══ Provided records ══

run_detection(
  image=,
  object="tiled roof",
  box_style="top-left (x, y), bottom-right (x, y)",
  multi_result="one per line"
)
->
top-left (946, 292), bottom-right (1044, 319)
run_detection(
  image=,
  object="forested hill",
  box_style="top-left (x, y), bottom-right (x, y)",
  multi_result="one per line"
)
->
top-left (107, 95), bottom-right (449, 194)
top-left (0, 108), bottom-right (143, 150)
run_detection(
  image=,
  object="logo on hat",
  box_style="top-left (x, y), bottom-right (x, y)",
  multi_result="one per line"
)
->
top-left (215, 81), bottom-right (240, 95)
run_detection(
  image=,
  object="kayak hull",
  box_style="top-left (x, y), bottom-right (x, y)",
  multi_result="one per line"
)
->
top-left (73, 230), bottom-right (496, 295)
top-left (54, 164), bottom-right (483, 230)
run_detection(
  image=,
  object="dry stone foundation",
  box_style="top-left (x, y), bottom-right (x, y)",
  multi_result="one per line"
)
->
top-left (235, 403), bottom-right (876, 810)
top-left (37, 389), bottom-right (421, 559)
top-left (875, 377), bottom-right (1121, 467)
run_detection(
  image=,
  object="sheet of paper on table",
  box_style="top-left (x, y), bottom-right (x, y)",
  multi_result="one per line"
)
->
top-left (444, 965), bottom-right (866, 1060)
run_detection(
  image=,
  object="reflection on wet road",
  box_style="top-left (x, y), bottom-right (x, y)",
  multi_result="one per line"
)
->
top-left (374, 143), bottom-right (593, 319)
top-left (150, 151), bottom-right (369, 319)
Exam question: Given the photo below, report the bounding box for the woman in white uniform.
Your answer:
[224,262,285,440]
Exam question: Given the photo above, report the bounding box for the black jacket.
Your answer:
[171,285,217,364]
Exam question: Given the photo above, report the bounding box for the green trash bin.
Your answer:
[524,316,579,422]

═══

§ Activity
Whenever a line in the records above contains the string "question", copy that line.

§ Solution to this problem
Exam question: Given the photo below, report the bounding box for the woman in white uniform.
Exam question: Given the photo above, report the bounding box for the black jacket.
Exam question: Given the photo above, report the bounding box for the green trash bin.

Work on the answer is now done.